[Stored items]

------------

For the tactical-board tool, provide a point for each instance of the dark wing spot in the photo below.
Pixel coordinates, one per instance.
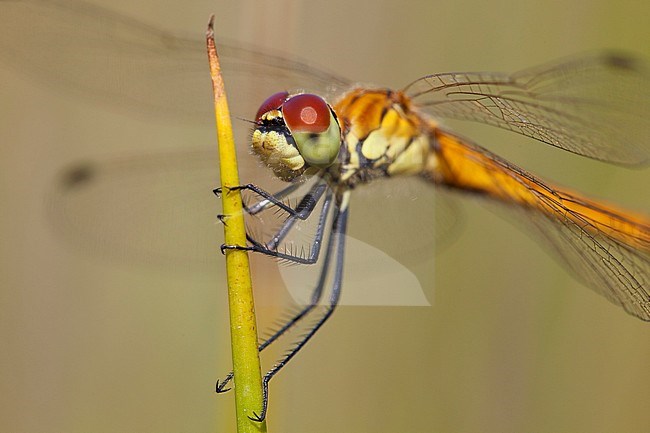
(78, 175)
(621, 61)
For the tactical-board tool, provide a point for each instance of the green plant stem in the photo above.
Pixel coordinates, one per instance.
(243, 327)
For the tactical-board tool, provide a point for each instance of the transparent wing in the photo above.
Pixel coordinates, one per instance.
(99, 55)
(597, 106)
(617, 271)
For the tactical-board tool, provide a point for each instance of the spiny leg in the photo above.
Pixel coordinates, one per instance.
(302, 211)
(336, 243)
(315, 298)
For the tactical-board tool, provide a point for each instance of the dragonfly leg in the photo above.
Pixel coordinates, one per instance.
(338, 237)
(302, 211)
(315, 299)
(267, 200)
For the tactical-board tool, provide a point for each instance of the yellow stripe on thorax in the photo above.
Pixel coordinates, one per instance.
(390, 133)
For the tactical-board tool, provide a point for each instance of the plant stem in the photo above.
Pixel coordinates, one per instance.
(243, 327)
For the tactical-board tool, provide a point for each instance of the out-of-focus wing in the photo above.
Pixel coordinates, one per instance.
(100, 55)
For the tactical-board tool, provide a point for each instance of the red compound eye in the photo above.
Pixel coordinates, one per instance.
(306, 113)
(273, 102)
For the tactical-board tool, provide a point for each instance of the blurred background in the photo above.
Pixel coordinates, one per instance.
(98, 337)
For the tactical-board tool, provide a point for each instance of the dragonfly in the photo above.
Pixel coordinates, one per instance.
(594, 105)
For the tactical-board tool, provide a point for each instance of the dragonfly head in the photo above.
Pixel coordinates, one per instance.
(296, 132)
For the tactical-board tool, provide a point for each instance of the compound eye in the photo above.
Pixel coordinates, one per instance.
(273, 102)
(306, 113)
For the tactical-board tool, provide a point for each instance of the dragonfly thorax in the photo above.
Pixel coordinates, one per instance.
(383, 136)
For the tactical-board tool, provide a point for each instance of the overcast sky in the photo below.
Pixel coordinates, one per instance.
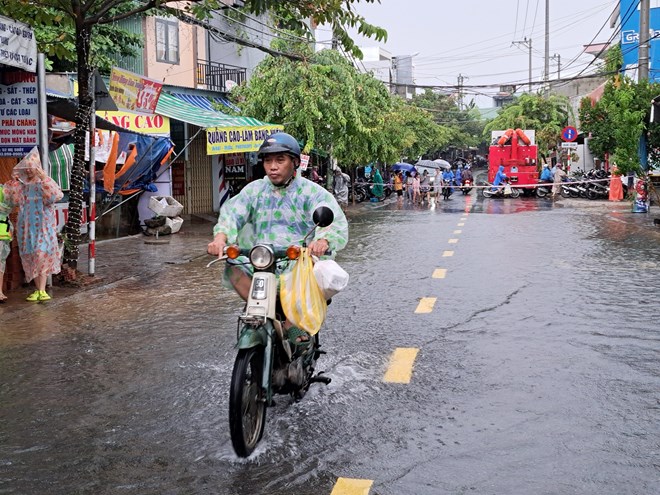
(474, 37)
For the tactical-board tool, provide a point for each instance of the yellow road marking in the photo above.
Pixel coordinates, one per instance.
(351, 486)
(425, 305)
(401, 364)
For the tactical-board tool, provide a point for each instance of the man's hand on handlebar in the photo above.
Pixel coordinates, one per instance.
(318, 247)
(217, 246)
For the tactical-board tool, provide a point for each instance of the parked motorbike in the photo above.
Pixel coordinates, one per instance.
(570, 189)
(266, 364)
(504, 190)
(466, 186)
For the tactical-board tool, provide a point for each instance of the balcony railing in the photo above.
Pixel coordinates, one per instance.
(215, 76)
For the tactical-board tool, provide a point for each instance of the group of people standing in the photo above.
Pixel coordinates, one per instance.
(35, 194)
(419, 188)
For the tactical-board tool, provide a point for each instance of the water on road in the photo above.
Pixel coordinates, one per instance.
(537, 371)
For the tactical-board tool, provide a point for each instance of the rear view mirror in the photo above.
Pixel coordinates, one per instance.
(323, 216)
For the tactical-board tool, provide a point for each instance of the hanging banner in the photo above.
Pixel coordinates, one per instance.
(134, 92)
(18, 46)
(221, 140)
(18, 113)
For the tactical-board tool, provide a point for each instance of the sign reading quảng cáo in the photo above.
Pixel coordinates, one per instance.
(19, 113)
(221, 140)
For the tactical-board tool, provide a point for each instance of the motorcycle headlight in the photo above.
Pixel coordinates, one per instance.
(262, 257)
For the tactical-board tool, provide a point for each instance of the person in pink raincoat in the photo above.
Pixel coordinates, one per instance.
(35, 195)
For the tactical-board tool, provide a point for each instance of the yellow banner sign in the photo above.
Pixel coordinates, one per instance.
(146, 124)
(221, 140)
(134, 92)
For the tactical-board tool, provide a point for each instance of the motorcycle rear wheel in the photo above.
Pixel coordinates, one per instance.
(247, 401)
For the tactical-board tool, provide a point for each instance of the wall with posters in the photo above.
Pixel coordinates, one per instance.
(18, 112)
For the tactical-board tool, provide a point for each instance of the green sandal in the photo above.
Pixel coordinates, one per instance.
(295, 333)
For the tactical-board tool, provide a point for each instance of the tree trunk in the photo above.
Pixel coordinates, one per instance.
(78, 171)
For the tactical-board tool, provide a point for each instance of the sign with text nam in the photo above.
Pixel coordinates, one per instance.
(221, 140)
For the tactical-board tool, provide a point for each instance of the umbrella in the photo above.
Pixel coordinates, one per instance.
(405, 167)
(442, 163)
(429, 164)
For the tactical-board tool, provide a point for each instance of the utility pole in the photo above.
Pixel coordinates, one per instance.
(644, 8)
(546, 75)
(460, 91)
(528, 44)
(557, 57)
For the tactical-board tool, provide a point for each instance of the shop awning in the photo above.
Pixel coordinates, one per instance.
(176, 108)
(206, 102)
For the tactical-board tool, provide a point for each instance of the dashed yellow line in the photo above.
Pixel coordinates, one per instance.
(439, 273)
(401, 365)
(426, 305)
(351, 486)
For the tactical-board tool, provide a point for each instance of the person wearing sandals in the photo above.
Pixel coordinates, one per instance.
(276, 210)
(35, 195)
(6, 230)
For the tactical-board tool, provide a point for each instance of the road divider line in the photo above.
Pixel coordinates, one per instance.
(401, 365)
(352, 486)
(426, 305)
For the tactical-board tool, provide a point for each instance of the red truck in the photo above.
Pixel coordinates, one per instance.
(516, 151)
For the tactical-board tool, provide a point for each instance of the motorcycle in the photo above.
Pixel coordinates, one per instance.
(266, 364)
(466, 186)
(503, 190)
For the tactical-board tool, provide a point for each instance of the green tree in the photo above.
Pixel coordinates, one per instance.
(545, 115)
(86, 20)
(328, 103)
(465, 125)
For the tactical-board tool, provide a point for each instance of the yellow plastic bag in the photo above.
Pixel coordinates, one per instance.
(302, 300)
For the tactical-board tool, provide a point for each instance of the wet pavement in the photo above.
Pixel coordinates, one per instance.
(537, 371)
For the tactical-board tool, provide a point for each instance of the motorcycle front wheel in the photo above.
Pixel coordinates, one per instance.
(247, 401)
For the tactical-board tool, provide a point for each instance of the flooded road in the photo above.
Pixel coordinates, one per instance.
(538, 368)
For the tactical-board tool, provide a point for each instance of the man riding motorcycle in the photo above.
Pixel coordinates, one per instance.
(277, 210)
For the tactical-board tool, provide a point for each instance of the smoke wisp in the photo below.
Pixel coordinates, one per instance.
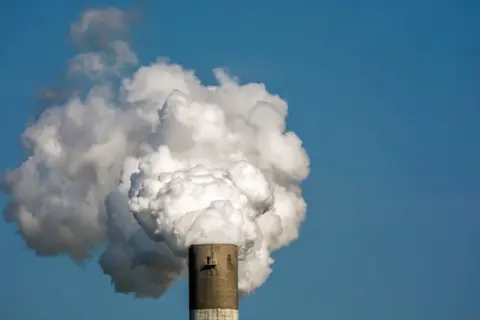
(151, 163)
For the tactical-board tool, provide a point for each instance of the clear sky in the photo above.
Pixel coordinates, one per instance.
(385, 96)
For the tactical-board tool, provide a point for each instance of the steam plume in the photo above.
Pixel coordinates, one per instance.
(156, 164)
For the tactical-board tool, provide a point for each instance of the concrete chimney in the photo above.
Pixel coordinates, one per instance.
(213, 282)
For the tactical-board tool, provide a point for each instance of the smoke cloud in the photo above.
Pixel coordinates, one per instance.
(149, 164)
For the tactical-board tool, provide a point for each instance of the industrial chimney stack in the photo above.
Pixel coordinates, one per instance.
(213, 282)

------------

WORK REQUEST: If the word "road" is on a line above, return that line.

RESULT:
For the tactical-board tool, provide a point for each instance of the yellow road marking in the photo above.
For the tactical-board tool, provide a point for each instance of the water on road in the photo above.
For the tactical-board tool, provide a point for each instance of the road divider line in the photo above.
For the tactical-board tool, provide a point for each instance of the flooded road in the photo above.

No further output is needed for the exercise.